Instructions ->
**A.** Summarize the ferret symptoms chart in two sentences.
**B.** Retype the ferret symptoms chart from "Pus: Conjunctivitis- requires antibiotics" up to and including "- dust balls...".
**C.** Continue the ferret symptoms chart from its last line.

Selected passage ->
=======

Ferret Biochemistry & Hematology Values

 
 
SYMPTOMS CHART
 
Eyes

Bulging or swollen eyes: Glaucoma - must be treated with eye drops, this is an extremely painful condition.

Runny or watery eyes: Allergy, flu

Pus: Conjunctivitis- requires antibiotics

Brown crusting: Distemper - Quarantine immediately, 100% fatal in ferrets - humane action is to euthanize.

White spot or "disk" in eye/s: Cataract - if onset before 1 year old - treat with eye drops to prevent glaucoma

Blindness: Cataract, congenital. Retinal degeneration caused by taurine deficiency because not fed proper food for ferrets.

Nose

Sore on Nose: Infection

Runny nose, sneezing: viral infections, sneezing only - dust balls...

Short, broken whiskers; Poor nutrition, ill health

Dark pink or red; Insulinoma seizure - rub honey into gums, followed immediately by high protein food, see vet

Bright red;  Hypothermia (heat stroke) - medical EMERGENCY, needs veterinary treatment to prevent death

Ears

Black inside: Excessive dirt - Gently swab with Q-tip moistened in ferret ear cleaner

Black inside; itching Mites - see vet for appropriate treatment - DO NOT use over the counter pet store medications!

=======

Stored data entries
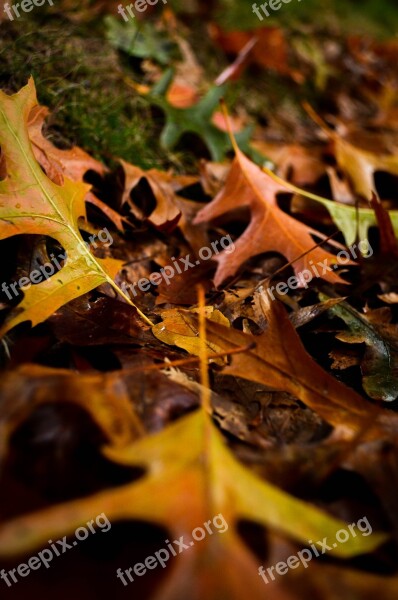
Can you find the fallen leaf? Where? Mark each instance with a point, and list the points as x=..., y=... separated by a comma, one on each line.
x=32, y=204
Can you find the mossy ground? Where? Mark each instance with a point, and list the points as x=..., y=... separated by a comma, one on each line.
x=83, y=79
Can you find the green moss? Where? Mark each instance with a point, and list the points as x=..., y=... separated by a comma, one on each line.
x=78, y=75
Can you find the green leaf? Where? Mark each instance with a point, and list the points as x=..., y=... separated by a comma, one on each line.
x=379, y=365
x=195, y=119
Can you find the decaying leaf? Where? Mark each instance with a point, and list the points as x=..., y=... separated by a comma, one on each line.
x=270, y=229
x=178, y=478
x=280, y=362
x=32, y=204
x=175, y=330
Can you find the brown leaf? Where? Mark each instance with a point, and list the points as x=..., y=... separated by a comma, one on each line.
x=270, y=229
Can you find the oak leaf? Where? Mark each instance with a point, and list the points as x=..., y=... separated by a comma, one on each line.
x=195, y=482
x=73, y=163
x=279, y=360
x=30, y=203
x=270, y=229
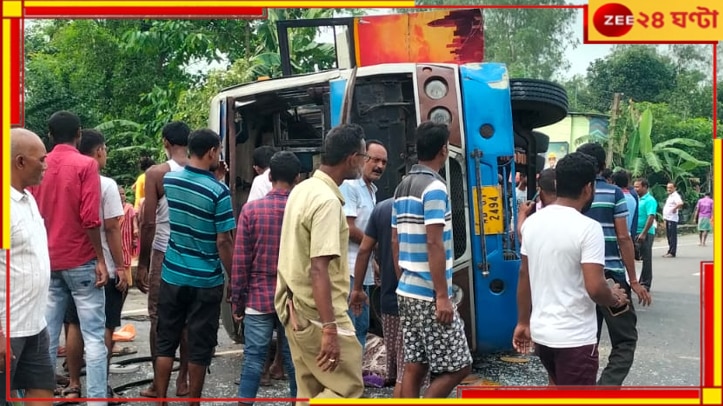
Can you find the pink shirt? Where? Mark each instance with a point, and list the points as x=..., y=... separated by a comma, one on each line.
x=705, y=207
x=68, y=199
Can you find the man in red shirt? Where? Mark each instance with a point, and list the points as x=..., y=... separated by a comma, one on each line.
x=253, y=275
x=69, y=201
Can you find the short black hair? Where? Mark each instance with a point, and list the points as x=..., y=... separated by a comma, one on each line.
x=262, y=156
x=431, y=137
x=621, y=179
x=201, y=141
x=643, y=182
x=177, y=133
x=340, y=142
x=90, y=140
x=374, y=141
x=284, y=166
x=546, y=181
x=572, y=173
x=146, y=162
x=596, y=151
x=63, y=126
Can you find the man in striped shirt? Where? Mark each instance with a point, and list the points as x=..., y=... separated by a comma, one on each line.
x=200, y=248
x=611, y=211
x=434, y=338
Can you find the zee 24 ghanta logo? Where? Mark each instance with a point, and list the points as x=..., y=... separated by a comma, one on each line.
x=616, y=20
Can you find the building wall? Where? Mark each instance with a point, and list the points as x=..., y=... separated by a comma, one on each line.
x=565, y=135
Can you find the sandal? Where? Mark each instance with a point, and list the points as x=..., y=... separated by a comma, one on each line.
x=62, y=380
x=123, y=351
x=117, y=399
x=71, y=392
x=148, y=393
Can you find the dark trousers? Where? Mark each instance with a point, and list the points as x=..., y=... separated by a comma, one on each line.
x=671, y=231
x=623, y=333
x=646, y=254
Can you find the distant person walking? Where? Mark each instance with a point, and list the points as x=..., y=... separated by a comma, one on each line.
x=703, y=215
x=670, y=214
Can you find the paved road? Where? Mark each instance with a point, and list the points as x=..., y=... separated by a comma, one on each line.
x=668, y=348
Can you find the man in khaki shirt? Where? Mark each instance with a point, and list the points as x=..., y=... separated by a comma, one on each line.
x=313, y=274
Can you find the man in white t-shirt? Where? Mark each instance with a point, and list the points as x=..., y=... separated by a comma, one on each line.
x=261, y=184
x=92, y=144
x=360, y=197
x=670, y=215
x=30, y=367
x=562, y=278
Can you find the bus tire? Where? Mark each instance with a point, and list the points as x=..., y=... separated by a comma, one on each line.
x=539, y=163
x=542, y=142
x=537, y=103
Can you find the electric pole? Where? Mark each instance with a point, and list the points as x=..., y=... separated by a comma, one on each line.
x=611, y=127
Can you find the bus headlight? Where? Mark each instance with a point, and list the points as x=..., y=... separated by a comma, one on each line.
x=435, y=89
x=440, y=115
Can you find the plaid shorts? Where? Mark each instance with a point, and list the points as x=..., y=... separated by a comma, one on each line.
x=443, y=347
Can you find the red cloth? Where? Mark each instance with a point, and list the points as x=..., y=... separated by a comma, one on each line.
x=69, y=201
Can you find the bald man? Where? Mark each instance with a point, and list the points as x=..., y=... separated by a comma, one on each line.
x=31, y=368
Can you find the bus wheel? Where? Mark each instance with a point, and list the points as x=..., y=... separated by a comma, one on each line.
x=542, y=142
x=537, y=103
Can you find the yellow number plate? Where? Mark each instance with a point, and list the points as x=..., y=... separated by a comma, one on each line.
x=492, y=210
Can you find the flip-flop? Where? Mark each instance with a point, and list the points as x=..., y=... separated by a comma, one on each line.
x=123, y=369
x=125, y=334
x=117, y=399
x=71, y=390
x=146, y=393
x=62, y=380
x=125, y=351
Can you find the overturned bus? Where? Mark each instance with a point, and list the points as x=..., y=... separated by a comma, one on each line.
x=492, y=121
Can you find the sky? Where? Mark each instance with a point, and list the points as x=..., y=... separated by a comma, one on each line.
x=579, y=58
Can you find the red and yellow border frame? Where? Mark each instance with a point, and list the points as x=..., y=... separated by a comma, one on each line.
x=709, y=391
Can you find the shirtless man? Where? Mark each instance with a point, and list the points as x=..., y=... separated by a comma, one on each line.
x=155, y=232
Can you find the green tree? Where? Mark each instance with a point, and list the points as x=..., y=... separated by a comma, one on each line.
x=532, y=42
x=639, y=72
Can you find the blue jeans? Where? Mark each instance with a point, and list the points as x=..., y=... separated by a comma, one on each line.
x=78, y=285
x=361, y=322
x=258, y=329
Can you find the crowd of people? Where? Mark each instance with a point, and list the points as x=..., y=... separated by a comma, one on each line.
x=301, y=259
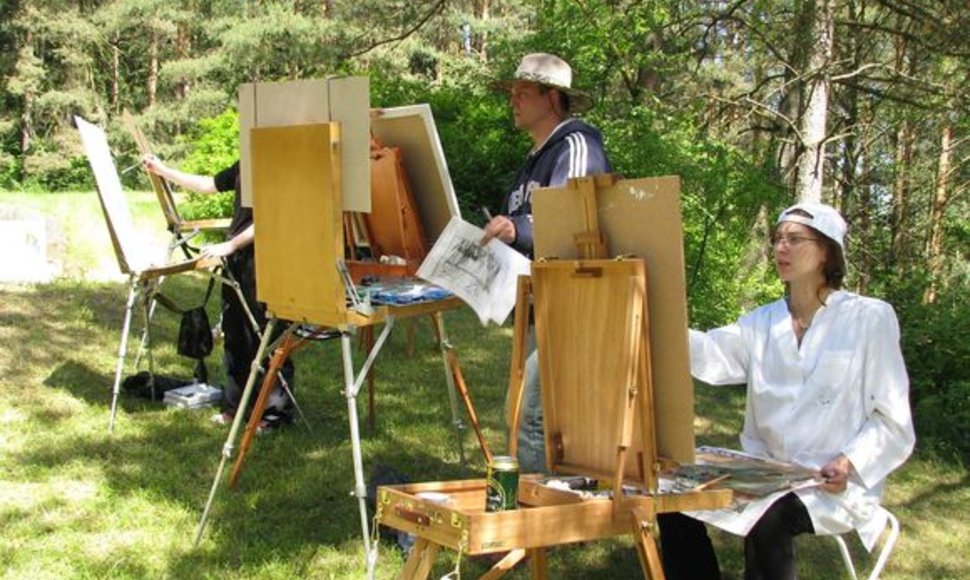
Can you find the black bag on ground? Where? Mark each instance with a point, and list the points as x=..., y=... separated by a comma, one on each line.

=======

Written responses ->
**A.** The ferret symptoms chart lists signs seen in the eyes, nose, and ears, with the likely causes and, for some, what to do. It notes, for example, that glaucoma is extremely painful and must be treated with eye drops, that distemper is 100% fatal in ferrets and calls for immediate quarantine, and that over-the-counter pet store medications must not be used for ear mites.

**B.**
Pus: Conjunctivitis- requires antibiotics

Brown crusting: Distemper - Quarantine immediately, 100% fatal in ferrets - humane action is to euthanize.

White spot or "disk" in eye/s: Cataract - if onset before 1 year old - treat with eye drops to prevent glaucoma

Blindness: Cataract, congenital. Retinal degeneration caused by taurine deficiency because not fed proper food for ferrets.

Nose

Sore on Nose: Infection

Runny nose, sneezing: viral infections, sneezing only - dust balls...

**C.**
Yellow: Hepatitis - requires veterinary assessment for underlying cause

Bad smell Excessive dirt; yeast-type infection - see vet for appropriate treatment

Growth: Tumor; infected bite - see vet

Loss of hair on ears: Another ferret chewing on them or licking them

Deafness: Congenital, Wardenburg's Syndrome (panda pattern); infection from mite infestation

Paws

"Splayed" feet: Housed on wire - always cover ramps with cloth, and never house ferrets directly on wired floors

Hair loss; Age, adrenal disease - see vet for appropriate treatment if adrenal disease is suspected

Dry pads: Clay litter - substitute wood stove pellets or Yesterday's News

Dark pink pads: Insulinoma seizure - see vet for treatment

Bright red pads:  Hyperthermia (heat stroke) - medical EMERGENCY - seek veterinary intervention to prevent death

Rough, thickened pads: Distemper - Quarantine immediately, seek veterinary interventon

Roughened, scratched pads; Lost outside for significant period; housed outdoors/dirt/cement

Long quick; Not regularly clipped - trim nails once a week

Nail torn out: Caught on bedding; on cage wire - trim nails once a week to prevent

Curled toes: Age, weak hindquarters

Legs

Limping: Stepped on - x-ray to rule out fracture

Staggering: Insulinoma; stroke; ear infection

Stiffness: Arthritis; age; over-caged

Weakness in hindquarters: Age; arthritis; low blood sugar; general illness

Tail

Kinked: Previously broken; birth defect

Lump at end: Chondromas/chordomas - need to be surgically removed to prevent tumor spreading.  It is also a very painful condition for the ferret because the tumor disintegrates bone.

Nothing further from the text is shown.